— begin RAW RECORDS —

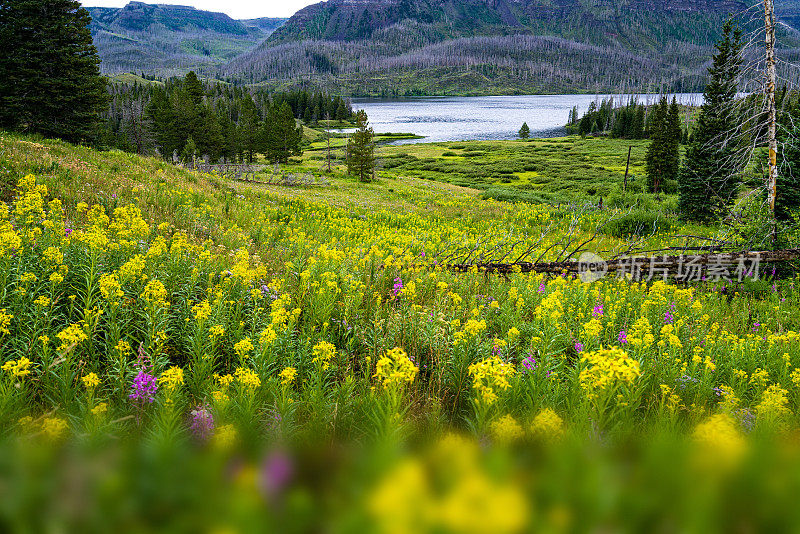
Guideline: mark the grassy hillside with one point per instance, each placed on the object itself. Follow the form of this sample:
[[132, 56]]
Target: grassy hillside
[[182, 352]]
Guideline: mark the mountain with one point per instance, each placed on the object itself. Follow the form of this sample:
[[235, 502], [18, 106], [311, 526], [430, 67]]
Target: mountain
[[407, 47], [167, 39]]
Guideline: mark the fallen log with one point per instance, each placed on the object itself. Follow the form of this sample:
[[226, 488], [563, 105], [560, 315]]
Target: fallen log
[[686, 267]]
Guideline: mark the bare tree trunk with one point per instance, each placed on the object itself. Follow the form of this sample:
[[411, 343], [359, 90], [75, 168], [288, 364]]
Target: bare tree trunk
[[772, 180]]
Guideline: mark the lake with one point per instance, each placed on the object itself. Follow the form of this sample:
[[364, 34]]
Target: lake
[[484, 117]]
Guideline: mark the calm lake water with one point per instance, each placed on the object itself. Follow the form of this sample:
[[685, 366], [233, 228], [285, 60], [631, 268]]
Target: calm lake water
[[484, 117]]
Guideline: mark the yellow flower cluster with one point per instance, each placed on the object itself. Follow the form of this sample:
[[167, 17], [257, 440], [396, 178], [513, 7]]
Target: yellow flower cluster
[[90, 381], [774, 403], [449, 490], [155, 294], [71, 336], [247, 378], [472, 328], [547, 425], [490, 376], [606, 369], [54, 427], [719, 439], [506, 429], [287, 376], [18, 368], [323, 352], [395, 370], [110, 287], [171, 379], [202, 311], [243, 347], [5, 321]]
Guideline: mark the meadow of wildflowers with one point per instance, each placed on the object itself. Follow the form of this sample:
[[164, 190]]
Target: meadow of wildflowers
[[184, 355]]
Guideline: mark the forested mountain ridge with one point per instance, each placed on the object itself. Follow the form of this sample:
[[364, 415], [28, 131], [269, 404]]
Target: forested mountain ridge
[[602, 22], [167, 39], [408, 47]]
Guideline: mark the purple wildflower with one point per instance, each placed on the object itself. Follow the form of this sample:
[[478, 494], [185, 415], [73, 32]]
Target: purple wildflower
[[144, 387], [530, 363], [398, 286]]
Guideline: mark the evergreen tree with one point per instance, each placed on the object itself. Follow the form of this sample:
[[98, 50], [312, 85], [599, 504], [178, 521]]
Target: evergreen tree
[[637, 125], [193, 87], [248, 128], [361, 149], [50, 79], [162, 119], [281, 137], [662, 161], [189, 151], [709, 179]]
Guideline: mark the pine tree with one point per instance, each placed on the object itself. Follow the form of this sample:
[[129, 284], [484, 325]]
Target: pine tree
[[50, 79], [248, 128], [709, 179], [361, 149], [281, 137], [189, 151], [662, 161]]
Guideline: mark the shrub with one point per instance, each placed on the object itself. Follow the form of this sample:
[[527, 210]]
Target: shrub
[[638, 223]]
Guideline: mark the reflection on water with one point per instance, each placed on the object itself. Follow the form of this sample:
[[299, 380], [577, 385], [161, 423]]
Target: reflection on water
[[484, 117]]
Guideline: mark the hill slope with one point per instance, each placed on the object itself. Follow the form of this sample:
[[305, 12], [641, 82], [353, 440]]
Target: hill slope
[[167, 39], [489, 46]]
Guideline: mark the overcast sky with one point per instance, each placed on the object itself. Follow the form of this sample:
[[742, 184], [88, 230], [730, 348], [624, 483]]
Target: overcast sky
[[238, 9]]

— end RAW RECORDS —
— begin RAW RECORDS —

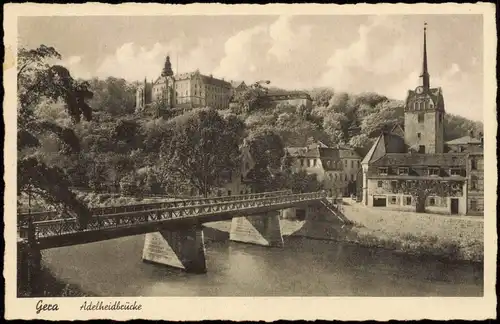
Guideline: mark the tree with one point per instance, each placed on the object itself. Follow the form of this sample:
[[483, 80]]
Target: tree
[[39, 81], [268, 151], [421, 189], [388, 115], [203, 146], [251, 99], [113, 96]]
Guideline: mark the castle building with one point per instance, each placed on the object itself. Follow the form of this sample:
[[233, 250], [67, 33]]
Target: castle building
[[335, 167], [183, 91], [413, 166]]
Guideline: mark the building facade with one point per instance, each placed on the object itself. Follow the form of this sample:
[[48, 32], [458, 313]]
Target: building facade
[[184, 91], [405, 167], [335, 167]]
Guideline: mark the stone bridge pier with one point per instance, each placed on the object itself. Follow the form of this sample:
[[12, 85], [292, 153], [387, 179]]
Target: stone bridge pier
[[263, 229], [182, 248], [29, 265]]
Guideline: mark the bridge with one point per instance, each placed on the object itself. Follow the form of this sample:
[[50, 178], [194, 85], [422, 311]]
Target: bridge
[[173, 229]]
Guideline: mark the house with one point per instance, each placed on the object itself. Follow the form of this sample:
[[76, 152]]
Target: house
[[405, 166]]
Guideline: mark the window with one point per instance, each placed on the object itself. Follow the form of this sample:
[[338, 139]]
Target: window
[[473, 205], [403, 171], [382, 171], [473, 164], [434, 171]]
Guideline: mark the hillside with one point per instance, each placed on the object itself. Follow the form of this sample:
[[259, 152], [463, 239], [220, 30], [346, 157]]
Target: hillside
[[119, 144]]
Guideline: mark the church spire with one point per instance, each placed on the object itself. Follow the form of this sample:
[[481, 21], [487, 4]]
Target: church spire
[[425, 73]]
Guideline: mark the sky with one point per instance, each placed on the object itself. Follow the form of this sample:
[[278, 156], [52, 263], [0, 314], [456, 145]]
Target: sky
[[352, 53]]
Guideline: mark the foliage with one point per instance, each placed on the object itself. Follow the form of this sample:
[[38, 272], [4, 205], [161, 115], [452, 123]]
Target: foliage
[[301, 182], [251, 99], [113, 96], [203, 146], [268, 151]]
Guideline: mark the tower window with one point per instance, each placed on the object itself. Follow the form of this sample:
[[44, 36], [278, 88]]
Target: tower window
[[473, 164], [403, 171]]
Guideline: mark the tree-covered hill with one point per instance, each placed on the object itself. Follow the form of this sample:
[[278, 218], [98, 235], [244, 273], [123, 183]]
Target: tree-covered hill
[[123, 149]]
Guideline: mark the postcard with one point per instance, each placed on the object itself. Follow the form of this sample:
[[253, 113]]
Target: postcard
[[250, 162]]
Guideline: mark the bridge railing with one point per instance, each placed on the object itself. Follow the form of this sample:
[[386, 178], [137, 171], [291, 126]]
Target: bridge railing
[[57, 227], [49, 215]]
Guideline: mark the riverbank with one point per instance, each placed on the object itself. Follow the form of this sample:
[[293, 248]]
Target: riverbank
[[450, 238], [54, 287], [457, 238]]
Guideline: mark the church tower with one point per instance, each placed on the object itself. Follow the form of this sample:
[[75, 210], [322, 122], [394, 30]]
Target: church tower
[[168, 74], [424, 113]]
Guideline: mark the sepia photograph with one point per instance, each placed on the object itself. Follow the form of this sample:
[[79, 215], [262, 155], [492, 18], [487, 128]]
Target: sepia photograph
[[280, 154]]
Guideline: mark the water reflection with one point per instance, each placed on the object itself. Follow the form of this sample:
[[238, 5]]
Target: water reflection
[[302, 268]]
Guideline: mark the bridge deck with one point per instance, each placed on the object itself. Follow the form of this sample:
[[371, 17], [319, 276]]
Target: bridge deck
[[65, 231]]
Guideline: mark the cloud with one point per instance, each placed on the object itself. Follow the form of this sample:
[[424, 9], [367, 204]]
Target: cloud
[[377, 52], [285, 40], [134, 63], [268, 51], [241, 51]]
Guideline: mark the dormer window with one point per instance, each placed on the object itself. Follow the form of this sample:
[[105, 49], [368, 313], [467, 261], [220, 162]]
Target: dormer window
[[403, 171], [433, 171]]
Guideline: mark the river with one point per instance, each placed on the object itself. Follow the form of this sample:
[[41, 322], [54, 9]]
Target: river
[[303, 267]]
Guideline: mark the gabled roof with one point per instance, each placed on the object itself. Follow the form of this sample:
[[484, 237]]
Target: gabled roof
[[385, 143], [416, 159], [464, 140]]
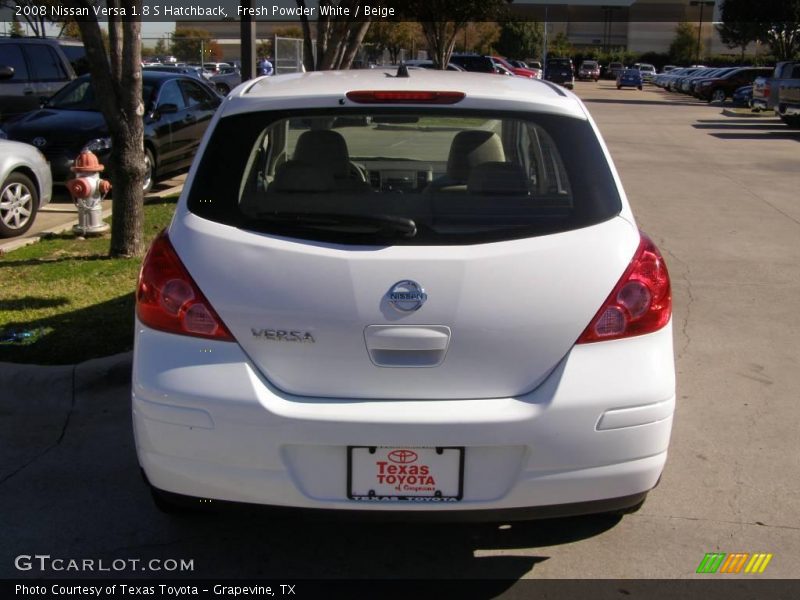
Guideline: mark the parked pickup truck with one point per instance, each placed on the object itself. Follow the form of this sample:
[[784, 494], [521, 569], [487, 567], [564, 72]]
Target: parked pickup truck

— end RAW RECORDS —

Keep only the lines of the data above that contain the word "calm".

> _WORKED ANSWER_
Guideline: mark the calm lake water with one point per instance, each placed on the object itself. Follow the form of this sample:
Target: calm lake water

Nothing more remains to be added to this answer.